Copy every one of the items below line for line, changing nothing.

┏━━

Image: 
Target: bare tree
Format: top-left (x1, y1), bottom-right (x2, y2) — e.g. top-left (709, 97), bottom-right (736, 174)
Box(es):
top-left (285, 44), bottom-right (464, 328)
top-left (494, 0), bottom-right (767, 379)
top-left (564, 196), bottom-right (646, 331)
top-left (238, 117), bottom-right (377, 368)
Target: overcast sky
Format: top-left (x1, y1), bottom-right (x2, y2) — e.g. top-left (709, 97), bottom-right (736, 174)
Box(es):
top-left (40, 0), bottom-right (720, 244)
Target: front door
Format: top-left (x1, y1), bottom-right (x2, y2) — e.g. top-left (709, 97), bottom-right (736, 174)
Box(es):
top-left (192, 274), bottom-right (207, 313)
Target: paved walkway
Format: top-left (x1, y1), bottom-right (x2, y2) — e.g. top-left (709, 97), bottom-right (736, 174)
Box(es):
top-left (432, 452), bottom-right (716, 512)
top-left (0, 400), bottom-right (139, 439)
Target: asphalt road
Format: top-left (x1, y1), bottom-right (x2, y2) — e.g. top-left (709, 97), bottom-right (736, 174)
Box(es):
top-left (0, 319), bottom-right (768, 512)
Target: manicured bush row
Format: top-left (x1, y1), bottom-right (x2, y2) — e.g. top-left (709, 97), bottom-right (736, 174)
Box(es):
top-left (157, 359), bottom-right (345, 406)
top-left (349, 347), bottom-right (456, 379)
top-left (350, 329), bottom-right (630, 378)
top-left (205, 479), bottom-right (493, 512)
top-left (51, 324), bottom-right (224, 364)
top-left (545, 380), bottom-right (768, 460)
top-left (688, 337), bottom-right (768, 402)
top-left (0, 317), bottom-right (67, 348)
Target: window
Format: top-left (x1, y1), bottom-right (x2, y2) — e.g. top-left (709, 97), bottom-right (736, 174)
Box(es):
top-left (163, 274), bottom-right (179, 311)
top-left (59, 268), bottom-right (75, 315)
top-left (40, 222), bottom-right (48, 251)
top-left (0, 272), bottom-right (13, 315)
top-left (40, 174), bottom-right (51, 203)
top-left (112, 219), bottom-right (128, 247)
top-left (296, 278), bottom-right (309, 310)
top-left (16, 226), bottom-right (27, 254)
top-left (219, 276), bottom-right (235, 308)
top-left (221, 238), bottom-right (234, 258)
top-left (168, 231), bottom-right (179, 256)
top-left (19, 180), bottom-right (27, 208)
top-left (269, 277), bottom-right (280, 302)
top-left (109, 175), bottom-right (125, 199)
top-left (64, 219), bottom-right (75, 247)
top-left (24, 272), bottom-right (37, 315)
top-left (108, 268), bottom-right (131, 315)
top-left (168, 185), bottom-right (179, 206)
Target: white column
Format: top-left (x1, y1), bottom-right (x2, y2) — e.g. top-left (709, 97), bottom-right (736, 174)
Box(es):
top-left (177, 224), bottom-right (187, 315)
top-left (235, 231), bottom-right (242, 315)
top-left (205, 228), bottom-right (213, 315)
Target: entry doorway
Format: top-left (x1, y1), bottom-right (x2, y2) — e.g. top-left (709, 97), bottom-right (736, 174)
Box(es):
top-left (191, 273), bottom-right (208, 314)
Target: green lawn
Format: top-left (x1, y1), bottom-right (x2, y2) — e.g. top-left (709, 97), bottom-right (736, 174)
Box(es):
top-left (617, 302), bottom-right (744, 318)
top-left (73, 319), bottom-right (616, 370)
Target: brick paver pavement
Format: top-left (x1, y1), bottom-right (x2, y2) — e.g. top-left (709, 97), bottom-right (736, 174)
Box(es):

┗━━

*Result*
Image: 
Target: bare tree
Format: top-left (x1, y1), bottom-right (x2, y2) — e.g. top-left (709, 97), bottom-right (736, 174)
Box(es):
top-left (285, 44), bottom-right (464, 328)
top-left (494, 0), bottom-right (767, 379)
top-left (564, 196), bottom-right (646, 331)
top-left (238, 117), bottom-right (377, 368)
Target: overcast sky
Format: top-left (x1, y1), bottom-right (x2, y2) — e.g. top-left (709, 97), bottom-right (736, 174)
Box(es):
top-left (40, 0), bottom-right (720, 244)
Target: front door
Format: top-left (x1, y1), bottom-right (x2, y2) — e.g. top-left (709, 97), bottom-right (736, 174)
Box(es):
top-left (192, 274), bottom-right (207, 313)
Target: paved walkway
Format: top-left (x1, y1), bottom-right (x2, y2) — e.g. top-left (709, 97), bottom-right (736, 174)
Box(es):
top-left (432, 452), bottom-right (716, 512)
top-left (0, 400), bottom-right (139, 439)
Target: asphalt road
Format: top-left (x1, y1), bottom-right (x2, y2) — e.g. top-left (709, 97), bottom-right (736, 174)
Box(es):
top-left (0, 319), bottom-right (768, 512)
Target: manicured bush row
Format: top-left (x1, y1), bottom-right (x2, y2) — e.g. top-left (709, 97), bottom-right (736, 174)
Box(es):
top-left (157, 359), bottom-right (345, 406)
top-left (349, 347), bottom-right (456, 379)
top-left (350, 329), bottom-right (630, 378)
top-left (205, 479), bottom-right (493, 512)
top-left (51, 324), bottom-right (224, 364)
top-left (545, 380), bottom-right (768, 460)
top-left (688, 337), bottom-right (768, 402)
top-left (0, 317), bottom-right (67, 348)
Target: window
Format: top-left (x1, y1), bottom-right (x2, y2) — e.g. top-left (709, 97), bottom-right (736, 174)
Box(es):
top-left (163, 274), bottom-right (179, 311)
top-left (59, 268), bottom-right (75, 315)
top-left (40, 222), bottom-right (48, 251)
top-left (0, 272), bottom-right (13, 315)
top-left (40, 174), bottom-right (51, 203)
top-left (112, 219), bottom-right (128, 247)
top-left (296, 278), bottom-right (309, 310)
top-left (16, 226), bottom-right (27, 254)
top-left (219, 276), bottom-right (235, 308)
top-left (221, 238), bottom-right (234, 258)
top-left (168, 231), bottom-right (179, 256)
top-left (19, 180), bottom-right (27, 208)
top-left (269, 277), bottom-right (280, 302)
top-left (109, 175), bottom-right (125, 199)
top-left (64, 219), bottom-right (75, 247)
top-left (24, 272), bottom-right (37, 315)
top-left (108, 268), bottom-right (131, 315)
top-left (168, 185), bottom-right (179, 206)
Target: white column
Format: top-left (x1, y1), bottom-right (x2, y2) — e.g. top-left (709, 97), bottom-right (736, 174)
Box(es):
top-left (177, 224), bottom-right (187, 315)
top-left (235, 231), bottom-right (242, 315)
top-left (205, 228), bottom-right (213, 315)
Target: entry doorway
Format: top-left (x1, y1), bottom-right (x2, y2) — e.g. top-left (709, 97), bottom-right (736, 174)
Box(es):
top-left (191, 273), bottom-right (208, 314)
Target: green lawn
Format: top-left (x1, y1), bottom-right (x2, y2) — e.g. top-left (709, 97), bottom-right (736, 174)
Box(es):
top-left (617, 302), bottom-right (744, 318)
top-left (73, 319), bottom-right (616, 370)
Target: brick paver pavement
Format: top-left (x1, y1), bottom-right (x2, y2) — e.g. top-left (709, 97), bottom-right (736, 174)
Box(es):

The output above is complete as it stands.